━━━━━ EXCERPTED PASSAGE

Up to one million people are reported to have left Russia following its invasion of Ukraine, not least those from the country’s cultural and museum capitals, Moscow and St Petersburg, many fleeing ideological repression and military mobilisation. European and American visitors, for whom the State Hermitage Museum and the Kremlin Museums were must-sees, have almost completely disappeared, and the borders have been virtually shut to Russians.
In 2021 Russian museums took four of the top ten places in The Art Newspaper’s list of most-visited museums. St Petersburg’s State Russian Museum was second, with 2.3 million visitors; the Hermitage sixth, with 1.6 million; and Moscow’s State Tretyakov Gallery ninth, with 1.58 million.
A dramatic drop in visitor numbers would not have been surprising given the turmoil—however, domestic tourism has been booming in Russia, offsetting those losses, as has the lifting of Covid restrictions. The overall picture is a gradual return to pre-Covid numbers, similar to museums in other regions.
Blockbuster success
In 2022 Russia’s art lovers cut a path to the Hermitage (2.8 million visitors in 2022, 43% down on 2019) and Moscow’s Pushkin State Museum of Fine Arts (1.2 million, 17% down) to see the final chapters of blockbuster exhibitions showcasing the pre-revolutionary Shchukin and Morozov collections of Modern masters, which had been on loan to the Fondation Louis Vuitton in Paris. The Shchukin collection returned to Russia just before the curtain fell between Russia and the West.
In February 2023, Moscow’s deputy mayor Natalya Sergunina said that the number of visitors to city-run museums had jumped to 16.7 million in 2022, the highest in three decades, from a Covid-19 low of 7.7 million. The Tsaritsyno Museum-Reserve, home to a palace built for Catherine the Great, was the top draw, with more than two million visitors, she said.

━━━━━━━━━━
━━━━━ EXERCISE DATA

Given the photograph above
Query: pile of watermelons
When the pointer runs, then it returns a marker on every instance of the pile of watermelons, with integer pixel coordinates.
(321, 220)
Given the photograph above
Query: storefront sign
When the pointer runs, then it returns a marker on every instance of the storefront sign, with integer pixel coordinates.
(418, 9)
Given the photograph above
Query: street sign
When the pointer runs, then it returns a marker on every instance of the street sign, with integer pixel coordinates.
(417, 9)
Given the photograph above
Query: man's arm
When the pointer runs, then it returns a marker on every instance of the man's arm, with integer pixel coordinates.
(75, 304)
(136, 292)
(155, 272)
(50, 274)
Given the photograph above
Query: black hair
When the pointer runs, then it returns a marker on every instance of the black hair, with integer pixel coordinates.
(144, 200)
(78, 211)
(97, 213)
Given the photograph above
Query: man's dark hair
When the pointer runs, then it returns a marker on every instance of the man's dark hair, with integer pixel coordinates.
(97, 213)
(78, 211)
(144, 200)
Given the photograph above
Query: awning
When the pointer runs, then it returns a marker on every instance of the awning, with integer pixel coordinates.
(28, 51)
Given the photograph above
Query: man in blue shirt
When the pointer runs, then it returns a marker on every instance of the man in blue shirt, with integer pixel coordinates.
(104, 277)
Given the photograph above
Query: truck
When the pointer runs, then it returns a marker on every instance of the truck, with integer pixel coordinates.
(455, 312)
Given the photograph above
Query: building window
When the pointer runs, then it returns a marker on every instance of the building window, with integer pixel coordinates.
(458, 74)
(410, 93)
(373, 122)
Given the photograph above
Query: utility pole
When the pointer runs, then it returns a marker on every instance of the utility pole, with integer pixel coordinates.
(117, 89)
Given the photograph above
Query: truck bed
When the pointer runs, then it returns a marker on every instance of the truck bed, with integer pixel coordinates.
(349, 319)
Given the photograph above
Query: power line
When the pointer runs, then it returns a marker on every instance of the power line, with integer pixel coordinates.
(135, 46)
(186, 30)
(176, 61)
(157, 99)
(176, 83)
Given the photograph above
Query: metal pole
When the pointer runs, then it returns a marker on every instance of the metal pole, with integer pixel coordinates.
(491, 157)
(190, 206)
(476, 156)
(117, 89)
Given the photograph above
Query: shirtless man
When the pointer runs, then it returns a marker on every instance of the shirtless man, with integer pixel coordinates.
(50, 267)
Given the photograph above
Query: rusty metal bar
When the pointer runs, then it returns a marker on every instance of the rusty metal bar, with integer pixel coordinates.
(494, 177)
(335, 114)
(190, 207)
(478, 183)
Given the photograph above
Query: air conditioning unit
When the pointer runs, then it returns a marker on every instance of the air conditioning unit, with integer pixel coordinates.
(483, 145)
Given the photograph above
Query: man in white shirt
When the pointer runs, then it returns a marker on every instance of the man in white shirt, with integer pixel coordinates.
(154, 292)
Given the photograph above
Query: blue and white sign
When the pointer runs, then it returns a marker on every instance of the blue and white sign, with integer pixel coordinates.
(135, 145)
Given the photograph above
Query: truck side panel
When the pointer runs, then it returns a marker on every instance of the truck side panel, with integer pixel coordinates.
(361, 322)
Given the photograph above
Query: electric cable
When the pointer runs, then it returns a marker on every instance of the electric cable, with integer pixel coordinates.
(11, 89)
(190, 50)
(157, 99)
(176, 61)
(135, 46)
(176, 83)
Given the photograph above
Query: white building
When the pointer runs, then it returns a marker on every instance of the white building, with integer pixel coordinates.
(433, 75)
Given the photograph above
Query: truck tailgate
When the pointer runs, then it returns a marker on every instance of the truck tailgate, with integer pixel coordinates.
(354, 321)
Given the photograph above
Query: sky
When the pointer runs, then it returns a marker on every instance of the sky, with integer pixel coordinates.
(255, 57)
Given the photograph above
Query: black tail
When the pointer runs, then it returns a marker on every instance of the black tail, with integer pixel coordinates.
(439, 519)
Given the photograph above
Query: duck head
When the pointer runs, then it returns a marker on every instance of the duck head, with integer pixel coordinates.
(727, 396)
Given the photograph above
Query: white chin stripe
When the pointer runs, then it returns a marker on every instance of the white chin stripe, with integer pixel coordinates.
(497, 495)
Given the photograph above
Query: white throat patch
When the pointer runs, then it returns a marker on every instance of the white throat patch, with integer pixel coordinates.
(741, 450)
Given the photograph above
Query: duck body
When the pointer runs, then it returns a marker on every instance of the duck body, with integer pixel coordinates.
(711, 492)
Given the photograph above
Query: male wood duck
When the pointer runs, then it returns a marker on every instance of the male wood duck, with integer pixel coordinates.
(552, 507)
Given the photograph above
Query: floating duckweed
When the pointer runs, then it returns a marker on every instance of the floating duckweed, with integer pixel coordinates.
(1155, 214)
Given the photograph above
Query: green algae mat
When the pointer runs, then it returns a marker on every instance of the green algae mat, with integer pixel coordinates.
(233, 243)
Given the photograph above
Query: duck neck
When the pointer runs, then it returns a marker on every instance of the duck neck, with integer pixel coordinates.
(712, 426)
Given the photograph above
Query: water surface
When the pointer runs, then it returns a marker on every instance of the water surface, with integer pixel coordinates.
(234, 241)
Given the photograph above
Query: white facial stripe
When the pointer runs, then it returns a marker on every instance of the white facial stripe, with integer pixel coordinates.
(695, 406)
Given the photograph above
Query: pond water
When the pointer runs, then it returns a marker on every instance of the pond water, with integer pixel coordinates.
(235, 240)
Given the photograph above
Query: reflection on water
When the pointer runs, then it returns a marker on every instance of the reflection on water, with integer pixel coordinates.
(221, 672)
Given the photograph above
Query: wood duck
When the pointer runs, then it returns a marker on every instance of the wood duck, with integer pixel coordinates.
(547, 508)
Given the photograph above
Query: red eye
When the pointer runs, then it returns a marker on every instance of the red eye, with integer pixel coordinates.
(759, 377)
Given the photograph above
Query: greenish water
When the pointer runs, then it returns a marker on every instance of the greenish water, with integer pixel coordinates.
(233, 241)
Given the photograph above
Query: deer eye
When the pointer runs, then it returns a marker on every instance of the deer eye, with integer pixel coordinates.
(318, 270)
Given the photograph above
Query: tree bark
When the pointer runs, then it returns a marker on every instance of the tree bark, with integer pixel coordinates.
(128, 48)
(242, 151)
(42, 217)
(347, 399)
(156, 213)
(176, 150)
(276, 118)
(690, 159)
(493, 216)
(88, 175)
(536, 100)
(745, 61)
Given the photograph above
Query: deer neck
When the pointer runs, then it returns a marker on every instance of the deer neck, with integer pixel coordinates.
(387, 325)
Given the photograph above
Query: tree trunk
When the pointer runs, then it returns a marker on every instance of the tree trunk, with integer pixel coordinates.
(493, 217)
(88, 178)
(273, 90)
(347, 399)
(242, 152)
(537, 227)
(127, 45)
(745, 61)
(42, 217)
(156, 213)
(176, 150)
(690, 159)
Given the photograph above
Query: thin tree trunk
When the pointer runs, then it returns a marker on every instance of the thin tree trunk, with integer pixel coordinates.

━━━━━━━━━━

→ **PARTS OF THE EXERCISE**
A - Answer these questions using the article on Russian museum visitor numbers:
(i) In 2021, what place did the State Russian Museum take on the most-visited list, and with how many visitors?
(ii) How many people visited the Hermitage in 2022?
(iii) Which museum did Natalya Sergunina name as the top draw among Moscow's city-run museums?
B - Carry on the article on Russian museum visitor numbers, starting right after its last sentence.
These entries were drawn from a separate source.

→ **TASK-BY-TASK ANSWERS**
A -
(i) Second place, with 2.3 million visitors.
(ii) 2.8 million.
(iii) The Tsaritsyno Museum-Reserve.

B -
At the same time, two museums in Moscow have fallen off The Art Newspaper’s 2022 list. The Multimedia Art Museum, which was third in 2021, closed for renovation in September 2022 (it is expected to reopen by summer 2023). The Garage Museum of Contemporary Art, a private museum founded by Dasha Zhukova and the billionaire Roman Abramovich, posted a message on its site on 26 February 2022 saying that it “has decided to stop work on all exhibitions until the human and political tragedy that is unfolding in Ukraine has ceased”. It is illegal in Russia to call the invasion a war and to accuse Russia’s military of war crimes.
The Garage Museum continued with a public programme including research, lectures and films, and its café stayed open. The statement on suspension of activities has moved from the museum website’s home page to elsewhere on the site; it now simply has a statement saying that exhibitions are “temporarily suspended”.
Other Russian museums are putting a more positive spin on the fall in visitors. A spokesperson for the State Hermitage Museum tells The Art Newspaper that the pre-Covid level of four to five million visitors a year caused problems for the conservation of its historic home in the Winter Palace and its collection.
“This was a great burden both for the state rooms with their decorative decoration, and for historical paintings, sensitive to the slightest fluctuations in temperature and humidity levels,” the spokesperson says. “The high season of holidays and vacations became a real challenge for the museum curators, protecting the exhibits in the halls, literally packed to capacity with tourists.”
Anti-Covid measures such as timed tickets and smaller groups were beneficial for the museum as a whole and the loss of foreign tourists has been compensated by Russian visitors “at a level that is comfortable for the museum and safe for its halls and exhibits,” the spokesperson adds.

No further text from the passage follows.